──────── Task inputs ────────
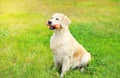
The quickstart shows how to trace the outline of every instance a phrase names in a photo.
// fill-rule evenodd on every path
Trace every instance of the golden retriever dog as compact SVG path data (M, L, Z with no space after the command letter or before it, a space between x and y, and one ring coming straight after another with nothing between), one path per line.
M61 68L60 78L63 78L70 68L77 67L83 71L91 60L90 53L71 35L68 28L70 23L70 19L61 13L53 14L47 22L49 29L54 30L50 48L54 55L55 67Z

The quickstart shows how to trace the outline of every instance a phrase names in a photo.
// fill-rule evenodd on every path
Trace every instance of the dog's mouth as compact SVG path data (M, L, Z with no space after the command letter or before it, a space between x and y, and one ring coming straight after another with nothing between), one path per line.
M55 27L55 26L50 25L50 26L49 26L49 29L50 29L50 30L54 30L54 29L56 29L56 27Z
M49 27L50 30L56 29L55 25L50 25L50 24L47 23L47 26Z
M58 25L58 24L55 24L55 25L47 24L47 26L49 27L50 30L54 30L54 29L59 29L59 28L61 28L61 26Z

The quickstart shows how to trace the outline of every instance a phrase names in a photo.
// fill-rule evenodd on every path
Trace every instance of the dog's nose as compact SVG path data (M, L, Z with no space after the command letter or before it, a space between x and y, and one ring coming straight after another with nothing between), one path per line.
M51 24L52 24L52 22L51 22L51 21L48 21L48 24L49 24L49 25L51 25Z

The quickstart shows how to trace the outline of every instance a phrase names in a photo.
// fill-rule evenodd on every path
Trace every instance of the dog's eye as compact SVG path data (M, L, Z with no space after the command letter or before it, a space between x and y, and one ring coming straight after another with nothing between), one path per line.
M59 20L58 18L56 18L56 20Z
M51 17L51 19L53 19L53 17Z

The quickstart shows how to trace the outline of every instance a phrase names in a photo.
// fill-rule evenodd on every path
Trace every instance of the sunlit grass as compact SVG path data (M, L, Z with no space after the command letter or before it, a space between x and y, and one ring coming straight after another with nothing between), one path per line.
M119 9L118 0L1 0L0 78L59 78L46 26L54 12L72 20L71 33L92 54L85 72L65 78L119 78Z

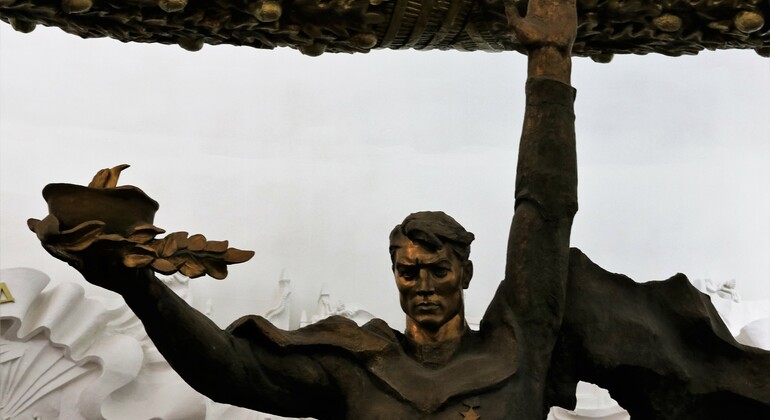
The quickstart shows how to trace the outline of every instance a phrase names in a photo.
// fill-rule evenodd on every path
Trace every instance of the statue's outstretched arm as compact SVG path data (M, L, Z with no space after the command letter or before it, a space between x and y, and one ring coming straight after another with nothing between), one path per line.
M88 187L46 186L50 213L28 221L43 247L89 283L120 294L166 360L199 392L283 416L330 417L339 392L313 355L222 330L155 277L154 271L179 271L224 278L228 264L253 253L187 232L156 239L164 232L152 225L158 203L139 188L117 186L127 167L99 171ZM305 404L291 404L295 395Z
M102 260L104 261L104 260ZM88 263L88 261L86 261ZM222 403L283 416L324 417L336 401L315 360L235 337L158 280L149 268L87 265L86 278L119 292L169 364L198 392ZM105 280L106 279L106 280ZM287 404L302 395L302 404Z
────────
- What is needed: Pictures stay out of the answer; the rest of the listing above is returned exactly.

- Exercise solution:
The quickstart shows how to trace the outline of every instance a phrase names in a photo.
// fill-rule evenodd on every path
Trace every instance of the golden retriever dog as compact SVG path data (M, L, Z with no space after the command letter or before it, a space between x and y, and one ring coming straight after another with nothing between), one path per line.
M61 68L60 78L63 78L70 68L77 67L83 71L91 60L90 53L71 35L68 28L70 23L70 19L61 13L53 14L47 22L49 29L54 30L50 48L54 55L55 67Z

The quickstart shows how to trace the outline of every instance a phrase names in a photo.
// fill-rule evenodd on every path
Trace every instance of the dog's mouth as compact SVG path data (M, L, Z with no space after the command letter or before it, a space between x and y, and one ring coming straight after another with nothing between), one path per line.
M55 27L55 26L50 25L50 26L49 26L49 29L50 29L50 30L54 30L54 29L56 29L56 27Z
M49 27L50 30L56 29L55 25L50 25L50 24L47 23L47 26Z
M58 25L58 24L55 24L55 25L47 24L47 26L49 27L50 30L54 30L54 29L59 29L59 28L61 28L61 26Z

The quickstart shows how to trace the outline of every instance a phrase names in a photo.
// fill-rule evenodd on every path
Trace every instance of the dog's nose as compact SVG path data (M, L, Z with no space after the command letter or before it, a space between x and y, and one ring coming straight after another with nothing between), one path per line.
M51 24L52 24L52 22L51 22L51 21L48 21L48 24L49 24L49 25L51 25Z

The quickstart shows how to trace the outline of every instance a phrase names in a photo.
// fill-rule evenodd on every path
Trace every instance of the dog's eye as compact SVG path data (M, L, Z with no space after the command letter or before it, a space between x and y, and one ring coming straight after another with nothing between), one path per line.
M59 20L58 18L56 18L56 20Z
M51 17L51 19L53 19L53 17Z

The quickstart shows how to trace the outline of every instance a phrase names in a photo.
// fill-rule evenodd on every path
Trace every instance of the sunlit grass as compact SVG path data (M, L, Z with no space after the command letter or before it, a space between x and y, and one ring coming straight after another with nothing between), one path per line.
M119 9L118 0L1 0L0 78L59 78L46 26L54 12L72 20L71 33L92 54L85 72L65 78L119 78Z

The quickstart shows how to trace the outline of every instance a phrase names in a photo.
// fill-rule evenodd on every path
Trace every instance of the statue's outstretched arm as compact SVG path data (M, L, Z with no space after the command letter or before it, a space between x and y, and one ring coming straight after another with nothing between), one path per line.
M88 187L46 186L50 213L28 221L43 247L89 283L120 294L166 360L199 392L283 416L330 417L339 392L313 355L222 330L155 277L154 271L179 271L224 278L228 264L253 253L187 232L156 239L164 232L152 225L158 203L139 188L117 186L127 167L99 171ZM305 404L291 404L295 395Z
M102 260L104 261L104 260ZM88 263L88 261L86 261ZM222 403L283 416L324 417L336 401L315 360L235 337L158 280L149 268L87 265L86 278L119 292L169 364L198 392ZM105 280L106 279L106 280ZM287 404L302 395L302 404Z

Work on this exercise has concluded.